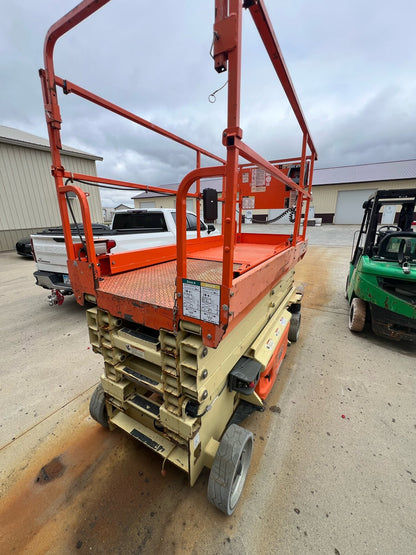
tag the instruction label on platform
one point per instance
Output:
(201, 300)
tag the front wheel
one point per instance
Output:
(358, 311)
(229, 469)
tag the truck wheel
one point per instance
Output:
(294, 327)
(98, 410)
(229, 469)
(358, 311)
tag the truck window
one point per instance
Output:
(148, 221)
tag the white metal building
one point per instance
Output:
(28, 201)
(339, 193)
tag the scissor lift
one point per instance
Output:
(192, 334)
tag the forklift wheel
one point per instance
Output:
(358, 311)
(294, 327)
(229, 469)
(98, 409)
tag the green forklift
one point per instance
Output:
(381, 284)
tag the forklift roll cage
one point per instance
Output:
(239, 291)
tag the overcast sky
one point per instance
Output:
(352, 63)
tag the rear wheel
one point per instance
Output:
(229, 469)
(358, 311)
(98, 410)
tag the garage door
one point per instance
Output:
(349, 208)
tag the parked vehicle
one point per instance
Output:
(130, 230)
(381, 284)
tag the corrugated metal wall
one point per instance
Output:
(325, 196)
(28, 199)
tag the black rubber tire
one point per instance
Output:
(294, 327)
(358, 310)
(229, 469)
(98, 410)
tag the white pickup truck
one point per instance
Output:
(130, 230)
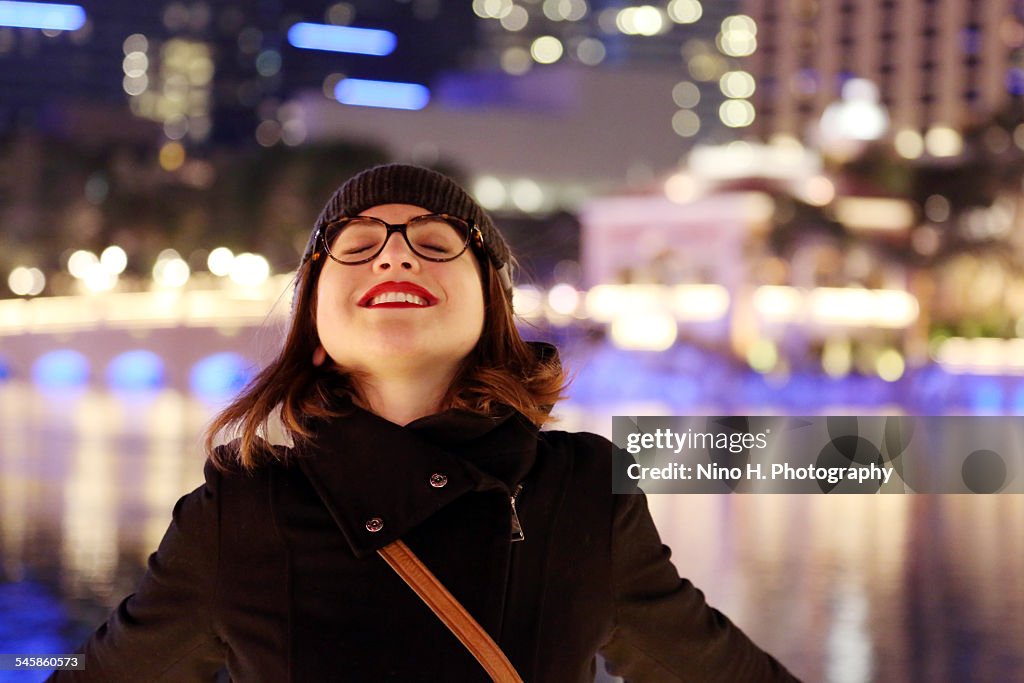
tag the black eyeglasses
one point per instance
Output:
(435, 237)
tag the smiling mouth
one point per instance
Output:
(396, 300)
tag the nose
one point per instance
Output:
(397, 255)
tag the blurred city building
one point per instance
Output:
(935, 66)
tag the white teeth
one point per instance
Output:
(397, 297)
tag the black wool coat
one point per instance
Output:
(274, 573)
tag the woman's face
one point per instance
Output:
(437, 329)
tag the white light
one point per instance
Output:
(219, 261)
(685, 123)
(492, 9)
(114, 259)
(563, 299)
(881, 308)
(546, 49)
(740, 23)
(567, 10)
(489, 191)
(26, 282)
(135, 63)
(604, 303)
(527, 196)
(686, 94)
(738, 36)
(736, 113)
(527, 302)
(98, 279)
(644, 332)
(890, 365)
(943, 141)
(858, 116)
(737, 84)
(250, 269)
(80, 262)
(642, 20)
(135, 43)
(170, 269)
(516, 19)
(684, 11)
(818, 190)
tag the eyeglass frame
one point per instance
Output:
(473, 235)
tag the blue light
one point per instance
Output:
(136, 371)
(341, 39)
(60, 369)
(41, 15)
(382, 93)
(220, 376)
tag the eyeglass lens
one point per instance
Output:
(430, 237)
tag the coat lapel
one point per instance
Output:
(374, 474)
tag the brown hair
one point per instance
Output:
(502, 370)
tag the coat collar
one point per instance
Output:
(366, 468)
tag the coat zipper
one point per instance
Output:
(517, 534)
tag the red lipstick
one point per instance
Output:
(397, 295)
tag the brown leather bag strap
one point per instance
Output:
(465, 628)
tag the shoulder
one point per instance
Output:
(585, 444)
(222, 470)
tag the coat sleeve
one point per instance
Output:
(664, 629)
(164, 631)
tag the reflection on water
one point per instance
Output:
(846, 589)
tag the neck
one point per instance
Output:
(402, 398)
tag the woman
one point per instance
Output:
(414, 408)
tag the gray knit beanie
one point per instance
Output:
(401, 183)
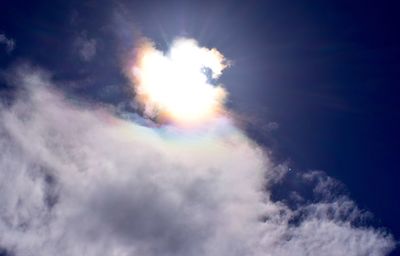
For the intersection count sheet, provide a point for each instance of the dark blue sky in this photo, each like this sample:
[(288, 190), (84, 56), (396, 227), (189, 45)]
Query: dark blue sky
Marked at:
[(325, 71)]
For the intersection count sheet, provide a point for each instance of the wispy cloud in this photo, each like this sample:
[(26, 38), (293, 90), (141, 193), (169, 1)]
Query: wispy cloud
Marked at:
[(80, 181)]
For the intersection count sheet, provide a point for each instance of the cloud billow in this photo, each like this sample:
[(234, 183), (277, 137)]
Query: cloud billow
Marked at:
[(81, 181)]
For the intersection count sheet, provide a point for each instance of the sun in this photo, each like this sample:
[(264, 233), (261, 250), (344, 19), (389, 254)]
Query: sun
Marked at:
[(176, 86)]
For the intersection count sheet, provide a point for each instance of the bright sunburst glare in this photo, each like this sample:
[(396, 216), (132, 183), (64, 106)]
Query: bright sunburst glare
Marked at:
[(175, 85)]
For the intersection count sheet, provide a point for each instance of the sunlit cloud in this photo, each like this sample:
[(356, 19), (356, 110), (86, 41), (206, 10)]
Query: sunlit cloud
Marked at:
[(178, 86), (82, 181)]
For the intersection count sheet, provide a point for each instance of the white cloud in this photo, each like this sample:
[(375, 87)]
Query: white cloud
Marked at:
[(9, 43), (79, 181), (86, 47)]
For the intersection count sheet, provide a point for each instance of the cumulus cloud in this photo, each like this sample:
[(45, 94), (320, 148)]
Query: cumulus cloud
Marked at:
[(81, 181), (8, 43), (86, 47)]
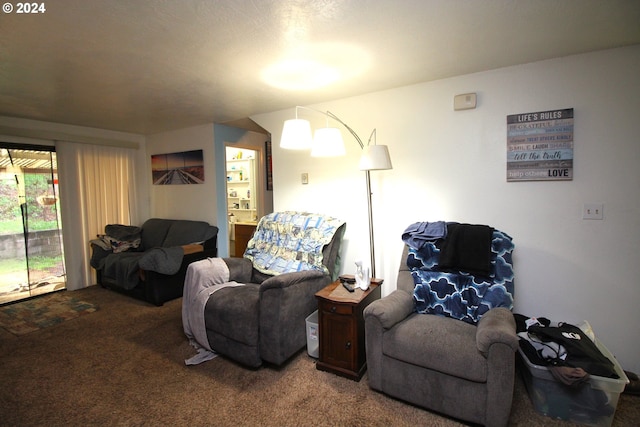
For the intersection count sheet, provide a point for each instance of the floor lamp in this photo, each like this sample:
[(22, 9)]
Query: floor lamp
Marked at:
[(328, 142)]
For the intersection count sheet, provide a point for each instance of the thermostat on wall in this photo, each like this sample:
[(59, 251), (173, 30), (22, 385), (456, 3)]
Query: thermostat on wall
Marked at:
[(466, 101)]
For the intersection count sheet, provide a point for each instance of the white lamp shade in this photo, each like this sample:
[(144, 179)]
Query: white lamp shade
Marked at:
[(375, 157), (296, 135), (327, 142)]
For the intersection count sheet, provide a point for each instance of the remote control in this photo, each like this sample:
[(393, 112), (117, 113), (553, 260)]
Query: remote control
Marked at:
[(348, 286)]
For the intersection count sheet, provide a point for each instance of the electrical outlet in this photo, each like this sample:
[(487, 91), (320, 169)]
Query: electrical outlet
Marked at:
[(592, 211)]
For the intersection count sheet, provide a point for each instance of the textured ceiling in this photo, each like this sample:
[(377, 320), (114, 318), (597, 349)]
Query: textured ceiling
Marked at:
[(146, 66)]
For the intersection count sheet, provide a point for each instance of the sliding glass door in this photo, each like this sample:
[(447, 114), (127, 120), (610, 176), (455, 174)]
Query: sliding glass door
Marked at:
[(31, 252)]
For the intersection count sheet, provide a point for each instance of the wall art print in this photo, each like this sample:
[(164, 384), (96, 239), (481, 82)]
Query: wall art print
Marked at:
[(186, 167), (540, 146)]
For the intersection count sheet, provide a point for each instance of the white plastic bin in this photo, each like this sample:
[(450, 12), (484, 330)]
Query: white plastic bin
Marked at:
[(313, 341)]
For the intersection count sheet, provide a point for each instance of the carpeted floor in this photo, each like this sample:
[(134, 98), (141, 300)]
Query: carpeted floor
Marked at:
[(38, 313), (124, 365)]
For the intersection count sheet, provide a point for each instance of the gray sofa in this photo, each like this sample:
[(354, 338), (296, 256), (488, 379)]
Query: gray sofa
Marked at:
[(264, 320), (150, 262), (444, 364)]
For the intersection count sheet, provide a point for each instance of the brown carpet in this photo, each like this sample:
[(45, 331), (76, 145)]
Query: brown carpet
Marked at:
[(124, 365), (38, 313)]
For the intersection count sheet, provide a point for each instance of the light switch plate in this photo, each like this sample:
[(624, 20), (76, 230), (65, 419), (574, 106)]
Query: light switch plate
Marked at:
[(592, 211)]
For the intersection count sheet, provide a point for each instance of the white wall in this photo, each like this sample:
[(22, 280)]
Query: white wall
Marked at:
[(451, 166), (196, 201)]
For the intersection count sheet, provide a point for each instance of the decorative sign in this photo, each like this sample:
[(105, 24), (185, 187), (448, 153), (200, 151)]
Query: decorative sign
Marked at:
[(540, 146), (186, 167)]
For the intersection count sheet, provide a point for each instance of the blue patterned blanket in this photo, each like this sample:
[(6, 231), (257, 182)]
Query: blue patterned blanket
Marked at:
[(285, 242), (460, 294)]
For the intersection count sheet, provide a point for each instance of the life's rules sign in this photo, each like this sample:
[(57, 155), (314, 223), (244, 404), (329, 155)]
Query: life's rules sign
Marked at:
[(540, 146)]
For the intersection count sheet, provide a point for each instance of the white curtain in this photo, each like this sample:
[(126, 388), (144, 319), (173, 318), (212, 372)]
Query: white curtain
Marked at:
[(97, 187)]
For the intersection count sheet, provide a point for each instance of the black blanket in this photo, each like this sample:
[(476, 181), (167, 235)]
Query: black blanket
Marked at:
[(467, 248)]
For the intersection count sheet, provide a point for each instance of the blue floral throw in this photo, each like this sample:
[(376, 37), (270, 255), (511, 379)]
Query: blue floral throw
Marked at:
[(285, 242), (459, 294)]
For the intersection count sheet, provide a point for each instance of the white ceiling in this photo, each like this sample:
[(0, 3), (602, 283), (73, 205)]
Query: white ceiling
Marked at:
[(146, 66)]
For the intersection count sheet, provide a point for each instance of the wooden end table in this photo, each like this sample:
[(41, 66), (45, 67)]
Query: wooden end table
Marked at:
[(341, 328)]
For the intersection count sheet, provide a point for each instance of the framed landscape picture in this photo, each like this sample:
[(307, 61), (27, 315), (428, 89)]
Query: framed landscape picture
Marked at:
[(186, 167)]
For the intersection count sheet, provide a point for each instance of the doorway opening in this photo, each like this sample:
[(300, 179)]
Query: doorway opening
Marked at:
[(31, 251), (243, 198)]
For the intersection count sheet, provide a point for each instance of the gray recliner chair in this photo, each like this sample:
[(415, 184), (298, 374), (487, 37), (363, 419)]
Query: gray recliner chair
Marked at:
[(264, 320), (454, 366)]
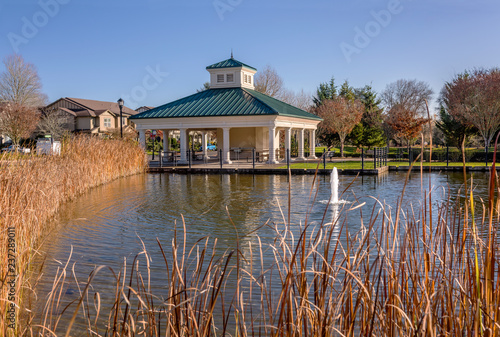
§
Rewrite the material starting at the line containing "of the sliding" and ending at the line containing "[(186, 167), (540, 146)]" with every "wall art print" changed to "framed poster" and nothing else altered.

For the intersection count sheet, provide a point for each instance of the sliding glass door in this photo, each like this sample:
[(447, 114), (127, 120), (610, 176), (455, 174)]
Query: sliding glass door
Marked at:
[(31, 252)]
For the intersection count sheet, provide a point for each instance of the framed poster in this photo, each like this sample:
[(164, 384), (96, 239), (481, 82)]
Query: framed poster
Marked at:
[(186, 167), (540, 146)]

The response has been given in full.